Job 1 = In the excerpt on application checkpointing, what is the software object called that represents a state of the application at a point of its execution?

Excerpt =
|---|
It is therefore possible to move all the processes used by a given item of equipment. This can in particular make the application independent of this item of equipment, for example in the case of a computer being down for maintenance or replacement.
With a similar objective, the invention also proposes to use the above method in order to produce a method for the suspension of a software application comprising at least one process executed on at least one computer, this suspension method comprising the following steps:

- capture of the state of all the processes of the application, by a method such as described above;
- use of the result data, originating from the capture, in order to store a software object called checkpoint, representing a state of this application at a point of its execution;
- use of data from the checkpoint in order to restore at least one or more clone processes into a state reproducing the state of all the captured processes.

It is thus possible to back up in the storage means all of an application in its state at a given moment. Such a backup can then be saved and stored, for example as evidence or for security.
The restoration step may be carried out on the same machine or on another, at the chosen moment. It is thus possible to facilitate the maintenance or replacement of a machine, in particular if it is not possible to transfer the application into another part of a cluster. Therefore, it is also possible to facilitate the transfer of an application to one or more other machines, for example with which there are no direct digital communications.
Another aim is to propose a method for carrying out an improvement in the continuity of operation of a software application being executed in a multi-computer architecture.
This aim is achieved by a method for reliabilizing the functioning of a software application, termed reliabilized application, executed in a multi-computer architecture (cluster) and providing a given service, at least one process of this application being executed at a given moment on at least one computer from the cluster, called primary or operational node, other computers from said cluster being called secondary nodes. This reliabilization method implements a management method as described above in order to carry out at least one capture operation and at least one restoration operation, and comprises the following steps:

- capture by at least one controller process of the state of all the processes of this reliabilized application;
- use of the result data, originating from the capture, in order to store a software object called checkpoint, representing a state of this reliabilized application at a point of its execution;
- detection within the operational node of a hardware or software failure affecting the functioning of the reliabilized application;
- use of all or part of the checkpoint data in order to restore, on at least one secondary node, one or more processes of a backup application into a state reproducing the state of all the processes of the reliabilized application;
- switching all or part of the service to the backup application of at least one of said secondary nodes.
|---|
Data excerpts =
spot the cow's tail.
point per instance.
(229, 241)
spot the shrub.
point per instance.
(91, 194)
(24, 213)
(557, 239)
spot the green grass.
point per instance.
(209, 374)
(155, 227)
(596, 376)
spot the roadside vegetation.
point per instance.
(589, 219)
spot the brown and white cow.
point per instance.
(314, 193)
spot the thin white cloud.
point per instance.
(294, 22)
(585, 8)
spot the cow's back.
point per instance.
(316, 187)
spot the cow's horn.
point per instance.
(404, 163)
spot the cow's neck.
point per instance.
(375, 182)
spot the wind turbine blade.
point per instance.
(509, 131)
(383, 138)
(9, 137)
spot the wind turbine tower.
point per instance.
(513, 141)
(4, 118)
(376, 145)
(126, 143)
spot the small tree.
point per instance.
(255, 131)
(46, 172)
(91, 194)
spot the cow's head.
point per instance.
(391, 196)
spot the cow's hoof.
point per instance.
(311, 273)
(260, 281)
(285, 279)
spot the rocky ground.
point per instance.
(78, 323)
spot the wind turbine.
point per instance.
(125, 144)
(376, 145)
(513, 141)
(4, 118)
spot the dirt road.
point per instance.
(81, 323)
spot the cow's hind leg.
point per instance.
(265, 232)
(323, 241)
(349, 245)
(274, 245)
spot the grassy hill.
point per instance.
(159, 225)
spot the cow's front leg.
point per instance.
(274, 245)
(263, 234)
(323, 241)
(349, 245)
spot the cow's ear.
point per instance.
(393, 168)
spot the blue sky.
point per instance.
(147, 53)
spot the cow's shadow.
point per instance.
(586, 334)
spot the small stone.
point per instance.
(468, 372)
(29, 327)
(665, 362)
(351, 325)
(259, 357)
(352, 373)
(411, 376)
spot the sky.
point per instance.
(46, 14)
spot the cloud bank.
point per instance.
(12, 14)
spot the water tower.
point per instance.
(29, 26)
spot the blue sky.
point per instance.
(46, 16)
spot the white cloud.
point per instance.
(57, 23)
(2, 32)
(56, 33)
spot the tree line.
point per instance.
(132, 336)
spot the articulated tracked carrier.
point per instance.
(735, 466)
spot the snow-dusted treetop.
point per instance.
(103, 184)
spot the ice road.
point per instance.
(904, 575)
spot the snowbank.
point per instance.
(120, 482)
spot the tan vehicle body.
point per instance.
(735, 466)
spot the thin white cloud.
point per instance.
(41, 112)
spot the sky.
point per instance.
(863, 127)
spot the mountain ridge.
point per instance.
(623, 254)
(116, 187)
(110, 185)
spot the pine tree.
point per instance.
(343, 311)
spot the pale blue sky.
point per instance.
|---|
Job 2 = Rewrite the records from the line with "spot the water tower." through the end of the records, requests included, and add 45 to every coordinate number in the answers.

Expected answer 1 = A checkpoint.

Expected answer 2 =
spot the water tower.
point per instance.
(74, 71)
spot the blue sky.
point per instance.
(91, 61)
spot the white cloud.
point per instance.
(102, 68)
(47, 77)
(101, 78)
spot the tree line.
point per instance.
(177, 381)
spot the articulated tracked carrier.
point per instance.
(780, 511)
spot the snow-dusted treetop.
point per instance.
(148, 229)
spot the ice road.
point per instance.
(949, 620)
spot the snowbank.
point per instance.
(165, 527)
spot the tan vehicle body.
point per instance.
(780, 511)
spot the thin white cloud.
point per instance.
(86, 157)
spot the sky.
point per instance.
(908, 172)
spot the mountain ridge.
point per instance.
(668, 299)
(161, 232)
(155, 230)
spot the pine tree.
point per instance.
(388, 356)
spot the pale blue sky.
point per instance.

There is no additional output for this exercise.